◆ **Text shown**:

# Wanting to feed half raw half Orijen for puppy. Need help



## Zilla (May 11, 2013)

So currently I have a new addition. He's on Orijen Large Breed Puppy with primal goat milk poured on top for one of his meals of the day. I want to do one raw meal a day but Im not sure what would be the best thing to do. My cats get fed "Better in the Raw" with meat I add. They do really well on it but Im not a fan of the dog version ingredients so I need suggestions. If Im still feeding Orijen once a day does the other raw meal even need to be balanced? Either that or I was thinking about trying Honest Kitchen Kindly and adding meat to that. If the raw meal doesn't need to be balanced would the proper amount of just plain chunks of meat be sufficient? Maybe with an egg with or without shell couple times of week with salmon oil? Im just not entirely sure and need reassurance. Thank you!


----------



## Gally (Jan 11, 2012)

If the raw meal is going to make up more than 20% of the diet then you will need to make it balanced. If you want to feed a prey model raw diet that would be 10% bone 10% organ (with half of that being liver) and 80% meat. If you want more details I can grab the appropriate websites.


----------



## Zilla (May 11, 2013)

◆ **Extracted material**:
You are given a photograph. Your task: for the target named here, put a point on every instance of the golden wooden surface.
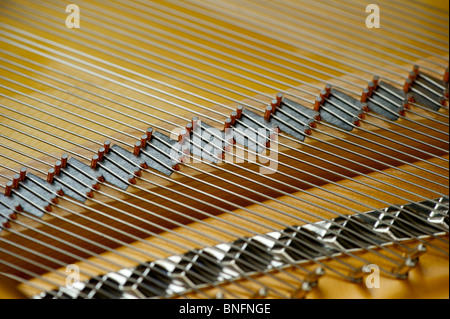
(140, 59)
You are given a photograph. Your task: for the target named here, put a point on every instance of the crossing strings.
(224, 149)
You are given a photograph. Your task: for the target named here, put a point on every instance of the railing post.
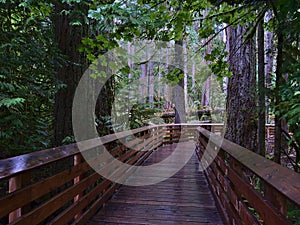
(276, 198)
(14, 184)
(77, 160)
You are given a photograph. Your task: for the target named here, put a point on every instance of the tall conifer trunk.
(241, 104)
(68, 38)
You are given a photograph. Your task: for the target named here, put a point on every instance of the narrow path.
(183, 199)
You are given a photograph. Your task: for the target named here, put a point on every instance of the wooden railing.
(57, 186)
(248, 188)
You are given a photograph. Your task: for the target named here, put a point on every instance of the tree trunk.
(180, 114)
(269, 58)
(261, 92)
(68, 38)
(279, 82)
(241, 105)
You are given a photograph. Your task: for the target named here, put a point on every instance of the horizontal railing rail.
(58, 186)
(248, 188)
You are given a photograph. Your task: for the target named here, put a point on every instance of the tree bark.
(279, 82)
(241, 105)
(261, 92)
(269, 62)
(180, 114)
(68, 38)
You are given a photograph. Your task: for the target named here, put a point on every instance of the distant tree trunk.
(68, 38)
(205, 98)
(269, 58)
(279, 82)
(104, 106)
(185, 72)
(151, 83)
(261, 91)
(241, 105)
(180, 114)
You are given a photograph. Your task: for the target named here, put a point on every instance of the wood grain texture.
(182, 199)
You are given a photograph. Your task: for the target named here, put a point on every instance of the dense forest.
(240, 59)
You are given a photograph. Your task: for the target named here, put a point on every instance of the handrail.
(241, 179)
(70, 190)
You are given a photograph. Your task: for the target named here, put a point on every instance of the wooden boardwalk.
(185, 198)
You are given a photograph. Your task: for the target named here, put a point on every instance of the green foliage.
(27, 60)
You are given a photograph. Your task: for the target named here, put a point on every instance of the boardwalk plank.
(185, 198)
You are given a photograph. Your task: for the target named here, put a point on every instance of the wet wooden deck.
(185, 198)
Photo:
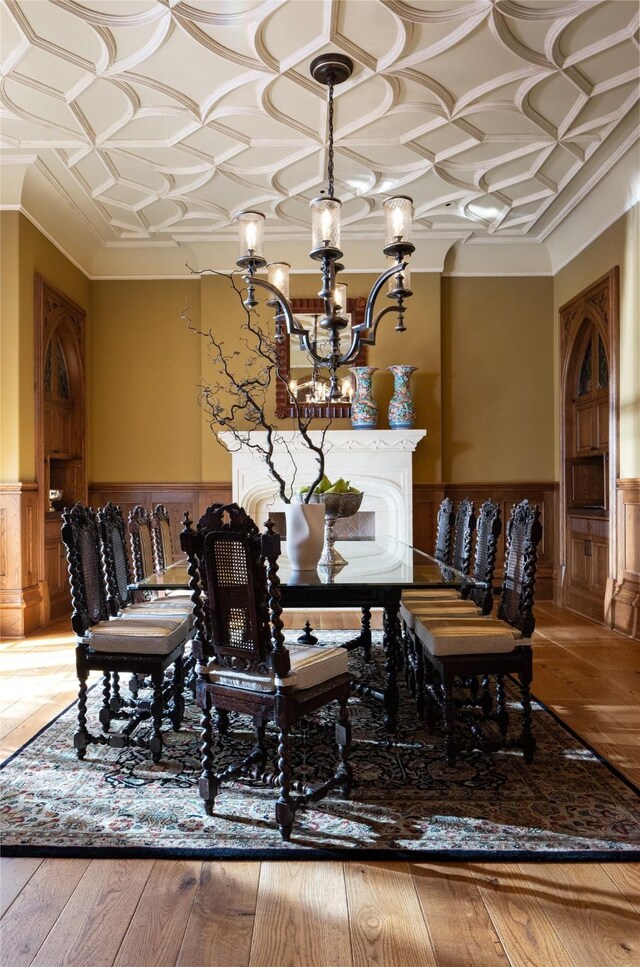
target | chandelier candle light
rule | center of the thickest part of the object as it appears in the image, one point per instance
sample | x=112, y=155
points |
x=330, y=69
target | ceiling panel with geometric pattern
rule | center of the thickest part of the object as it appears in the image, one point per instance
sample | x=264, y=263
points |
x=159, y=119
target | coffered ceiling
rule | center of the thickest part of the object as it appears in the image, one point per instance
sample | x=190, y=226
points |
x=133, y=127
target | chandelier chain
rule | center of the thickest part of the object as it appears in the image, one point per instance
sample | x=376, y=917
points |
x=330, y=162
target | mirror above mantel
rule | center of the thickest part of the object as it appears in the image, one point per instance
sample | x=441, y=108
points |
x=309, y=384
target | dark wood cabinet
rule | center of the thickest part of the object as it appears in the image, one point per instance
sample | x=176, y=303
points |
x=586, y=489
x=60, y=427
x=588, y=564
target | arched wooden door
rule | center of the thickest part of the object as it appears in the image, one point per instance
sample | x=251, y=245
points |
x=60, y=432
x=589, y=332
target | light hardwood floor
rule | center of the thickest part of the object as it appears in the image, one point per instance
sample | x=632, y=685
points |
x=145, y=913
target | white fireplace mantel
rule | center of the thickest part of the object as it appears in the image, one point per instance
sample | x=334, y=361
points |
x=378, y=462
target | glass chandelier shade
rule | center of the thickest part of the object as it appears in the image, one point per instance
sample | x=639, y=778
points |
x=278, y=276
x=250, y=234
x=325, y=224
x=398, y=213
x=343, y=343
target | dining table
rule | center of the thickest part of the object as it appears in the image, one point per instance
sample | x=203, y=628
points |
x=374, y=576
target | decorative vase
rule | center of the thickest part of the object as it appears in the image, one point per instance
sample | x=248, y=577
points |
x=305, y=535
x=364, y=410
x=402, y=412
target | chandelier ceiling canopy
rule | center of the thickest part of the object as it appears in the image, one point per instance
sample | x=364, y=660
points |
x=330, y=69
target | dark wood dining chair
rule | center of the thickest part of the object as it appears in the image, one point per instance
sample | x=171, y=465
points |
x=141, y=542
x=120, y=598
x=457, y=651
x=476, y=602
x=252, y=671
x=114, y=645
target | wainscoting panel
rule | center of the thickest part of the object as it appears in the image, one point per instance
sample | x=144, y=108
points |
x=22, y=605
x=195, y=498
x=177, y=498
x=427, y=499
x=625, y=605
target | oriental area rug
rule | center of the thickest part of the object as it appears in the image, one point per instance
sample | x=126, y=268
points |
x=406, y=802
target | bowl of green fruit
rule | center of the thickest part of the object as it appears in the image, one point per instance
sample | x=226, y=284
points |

◆ **Work order**:
Reproduce the part of the puppy-feeding thread starting at "So currently I" and ending at "reassurance. Thank you!". The rows can be ignored.

◆ **Reply to the task**:
So currently I have a new addition. He's on Orijen Large Breed Puppy with primal goat milk poured on top for one of his meals of the day. I want to do one raw meal a day but Im not sure what would be the best thing to do. My cats get fed "Better in the Raw" with meat I add. They do really well on it but Im not a fan of the dog version ingredients so I need suggestions. If Im still feeding Orijen once a day does the other raw meal even need to be balanced? Either that or I was thinking about trying Honest Kitchen Kindly and adding meat to that. If the raw meal doesn't need to be balanced would the proper amount of just plain chunks of meat be sufficient? Maybe with an egg with or without shell couple times of week with salmon oil? Im just not entirely sure and need reassurance. Thank you!